=== ACTIVITY ===
Give back the full listing that follows exactly as it reads.

##### DATA SHOWN

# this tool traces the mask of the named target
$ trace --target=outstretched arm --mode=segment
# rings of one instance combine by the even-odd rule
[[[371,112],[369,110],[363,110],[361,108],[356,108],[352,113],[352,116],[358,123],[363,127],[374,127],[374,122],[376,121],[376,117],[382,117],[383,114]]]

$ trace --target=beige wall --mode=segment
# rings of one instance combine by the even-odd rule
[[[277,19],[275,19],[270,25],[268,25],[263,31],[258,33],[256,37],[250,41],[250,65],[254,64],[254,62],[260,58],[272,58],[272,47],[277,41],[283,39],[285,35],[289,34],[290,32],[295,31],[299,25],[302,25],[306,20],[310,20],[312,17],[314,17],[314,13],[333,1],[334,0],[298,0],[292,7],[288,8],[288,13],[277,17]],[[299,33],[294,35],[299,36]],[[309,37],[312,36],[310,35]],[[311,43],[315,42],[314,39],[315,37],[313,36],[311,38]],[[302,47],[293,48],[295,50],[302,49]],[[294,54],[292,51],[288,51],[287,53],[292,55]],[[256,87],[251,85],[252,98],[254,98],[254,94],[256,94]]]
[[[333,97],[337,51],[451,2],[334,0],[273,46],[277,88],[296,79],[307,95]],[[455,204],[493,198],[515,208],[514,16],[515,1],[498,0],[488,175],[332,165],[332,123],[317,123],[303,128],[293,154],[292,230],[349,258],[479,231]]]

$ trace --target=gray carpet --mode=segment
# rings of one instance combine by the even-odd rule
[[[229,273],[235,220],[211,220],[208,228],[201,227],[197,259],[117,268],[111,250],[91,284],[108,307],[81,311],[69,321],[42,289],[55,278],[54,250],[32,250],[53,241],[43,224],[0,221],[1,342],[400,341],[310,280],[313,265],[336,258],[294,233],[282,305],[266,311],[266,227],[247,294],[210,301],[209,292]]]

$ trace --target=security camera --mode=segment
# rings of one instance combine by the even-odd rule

##########

=== EXERCISE RESPONSE ===
# this tool traces the mask of the named target
$ trace --target=outstretched arm --mode=segment
# rings of one instance combine by the even-odd rule
[[[371,112],[369,110],[363,110],[361,108],[356,108],[352,113],[352,116],[358,123],[363,127],[374,127],[374,122],[376,121],[376,117],[382,117],[383,114]]]

$ trace --target=beige wall --mode=segment
# rings of one instance combine by the even-odd rule
[[[277,19],[275,19],[270,25],[268,25],[263,31],[258,33],[256,37],[250,41],[250,65],[254,64],[254,62],[260,58],[272,58],[272,47],[277,41],[283,39],[285,35],[289,34],[290,32],[295,31],[299,25],[302,25],[306,20],[310,20],[312,17],[314,17],[314,13],[333,1],[334,0],[298,0],[292,7],[288,8],[288,13],[277,17]],[[299,33],[294,35],[299,36]],[[309,37],[312,36],[310,35]],[[311,43],[315,42],[314,39],[315,37],[313,36],[311,38]],[[302,47],[293,48],[295,50],[302,49]],[[294,54],[292,51],[288,51],[287,53],[292,55]],[[256,87],[251,85],[252,98],[254,98],[254,94],[256,94]]]
[[[333,97],[337,51],[451,2],[334,0],[273,46],[277,88],[296,79],[307,95]],[[455,204],[493,198],[515,208],[514,16],[515,1],[498,0],[488,175],[332,165],[332,123],[317,123],[303,128],[293,154],[292,230],[349,258],[479,231]]]

$ trace --target=gray carpet --mode=segment
# rings of one instance combine by the even-odd rule
[[[229,273],[235,220],[211,220],[208,228],[201,227],[197,259],[117,268],[111,250],[91,284],[108,307],[81,311],[69,321],[42,289],[55,278],[54,250],[32,250],[53,241],[43,224],[0,221],[1,342],[400,341],[310,280],[313,265],[336,258],[294,233],[282,305],[266,311],[266,227],[247,294],[210,301],[209,292]]]

$ trace --target=security camera --mode=segment
# rings of one instance combine by the even-odd rule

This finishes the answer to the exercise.